**Tarefa proposta**
Responda com base no texto da página:
(a) Segundo o artigo citado, quem tem muita dificuldade em interpretar corretamente as probabilidades de um acusado ser culpado ou não?
(b) De que modo as pessoas sujeitas aos experimentos adotaram raciocínios falaciosos, na grande maioria dos casos?
(c) Além da lógica probabilística do bayesionismo, a que os procuradores recorrem em suas "Alegações Finais"?

**Texto da página**
···

Nesse artigo, que se tornou muito conhecido, os autores mostram como procuradores e advogados têm muita dificuldade em interpretar corretamente as probabilidades de um acusado ser culpado ou não, a partir de normas “bayesianas” que relacionam uma probabilidade posterior ou condicional (a posteriori) com uma determinada probabilidade anterior (a priori). Na grande maioria dos casos, as pessoas sujeitas aos experimentos desses pesquisadores adotaram raciocínios falaciosos com grande convicção.

 

Esse parece ser o caso também dos procuradores da chamada “República de Curitiba”.

 

Com efeito, em suas “Alegações Finais” no caso contra Lula, referente ao famigerado “triplex” do Guarujá, tais procuradores recorrem à lógica probabilística do bayesionismo, bem como ao explanacionismo de Peirce, para tentar justificar certa “elasticidade” e “criatividade” na apresentação das provas de culpabilidade.

···

**Entradas**
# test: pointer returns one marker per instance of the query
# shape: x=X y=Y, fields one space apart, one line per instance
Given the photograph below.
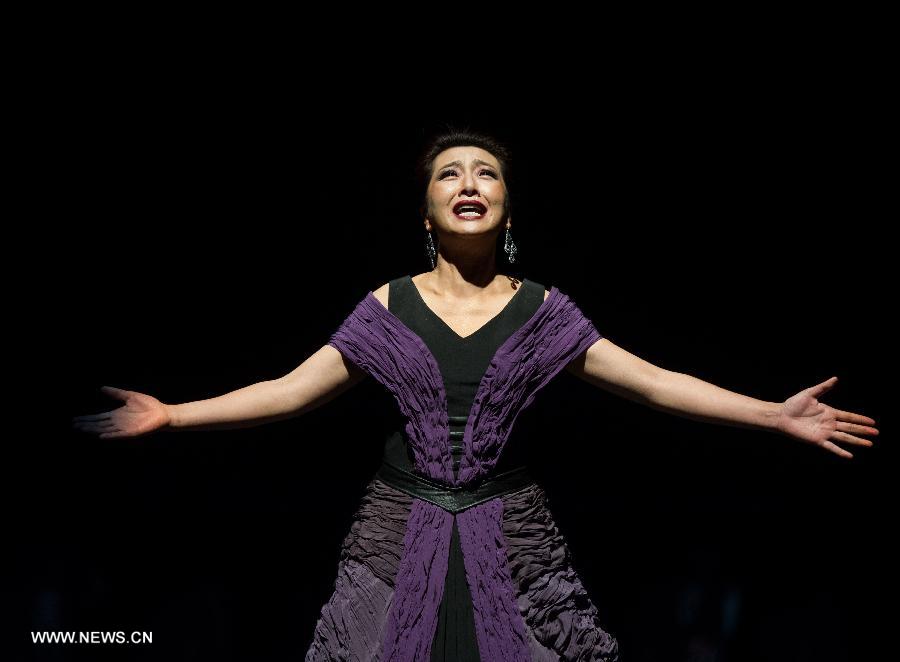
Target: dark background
x=212 y=225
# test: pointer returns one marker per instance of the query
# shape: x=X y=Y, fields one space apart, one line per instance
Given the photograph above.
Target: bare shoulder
x=382 y=294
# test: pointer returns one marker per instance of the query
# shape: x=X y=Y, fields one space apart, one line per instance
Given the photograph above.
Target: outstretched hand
x=141 y=414
x=805 y=418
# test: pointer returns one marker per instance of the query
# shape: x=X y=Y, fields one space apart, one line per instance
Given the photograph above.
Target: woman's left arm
x=801 y=416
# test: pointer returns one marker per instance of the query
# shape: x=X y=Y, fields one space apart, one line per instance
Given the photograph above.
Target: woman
x=453 y=554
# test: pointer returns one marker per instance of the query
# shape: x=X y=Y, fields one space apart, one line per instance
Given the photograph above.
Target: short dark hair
x=458 y=137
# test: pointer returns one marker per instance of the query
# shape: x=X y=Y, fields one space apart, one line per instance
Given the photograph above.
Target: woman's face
x=466 y=194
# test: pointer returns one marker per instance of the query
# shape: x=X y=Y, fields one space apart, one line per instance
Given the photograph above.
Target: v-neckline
x=469 y=433
x=481 y=328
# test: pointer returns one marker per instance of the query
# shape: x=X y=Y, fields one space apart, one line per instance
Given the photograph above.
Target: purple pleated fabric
x=381 y=344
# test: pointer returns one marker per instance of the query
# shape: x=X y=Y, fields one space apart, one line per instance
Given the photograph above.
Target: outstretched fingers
x=837 y=450
x=850 y=417
x=851 y=439
x=855 y=428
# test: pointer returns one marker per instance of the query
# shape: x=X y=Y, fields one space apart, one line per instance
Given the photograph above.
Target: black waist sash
x=454 y=499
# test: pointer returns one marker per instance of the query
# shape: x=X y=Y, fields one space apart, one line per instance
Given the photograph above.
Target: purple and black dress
x=453 y=553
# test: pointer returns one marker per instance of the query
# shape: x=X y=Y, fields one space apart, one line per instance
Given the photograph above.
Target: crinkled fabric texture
x=511 y=625
x=352 y=622
x=552 y=599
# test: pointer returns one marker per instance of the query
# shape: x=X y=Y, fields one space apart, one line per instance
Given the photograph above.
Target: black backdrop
x=212 y=232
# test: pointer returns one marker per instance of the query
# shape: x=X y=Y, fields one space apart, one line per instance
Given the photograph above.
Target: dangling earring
x=429 y=248
x=509 y=247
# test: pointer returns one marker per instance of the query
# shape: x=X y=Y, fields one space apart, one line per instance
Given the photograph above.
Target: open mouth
x=469 y=209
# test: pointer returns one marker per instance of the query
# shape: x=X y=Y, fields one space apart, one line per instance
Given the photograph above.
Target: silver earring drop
x=510 y=247
x=429 y=248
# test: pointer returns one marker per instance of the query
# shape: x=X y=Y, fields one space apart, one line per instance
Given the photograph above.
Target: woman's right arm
x=320 y=378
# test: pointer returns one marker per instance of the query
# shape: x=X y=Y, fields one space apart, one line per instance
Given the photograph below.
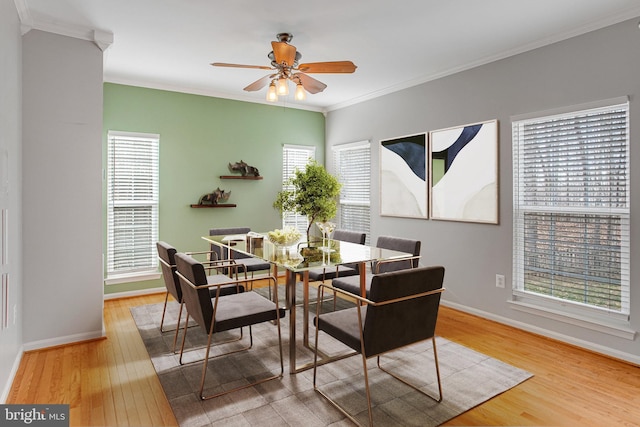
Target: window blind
x=571 y=208
x=352 y=164
x=132 y=202
x=295 y=157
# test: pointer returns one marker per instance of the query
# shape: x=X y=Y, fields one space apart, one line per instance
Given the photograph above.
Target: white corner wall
x=62 y=189
x=10 y=192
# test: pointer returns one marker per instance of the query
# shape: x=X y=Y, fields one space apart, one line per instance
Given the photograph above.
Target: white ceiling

···

**Resposta da tarefa**
(a) Procuradores e advogados.
(b) Com grande convicção.
(c) Ao explanacionismo de Peirce.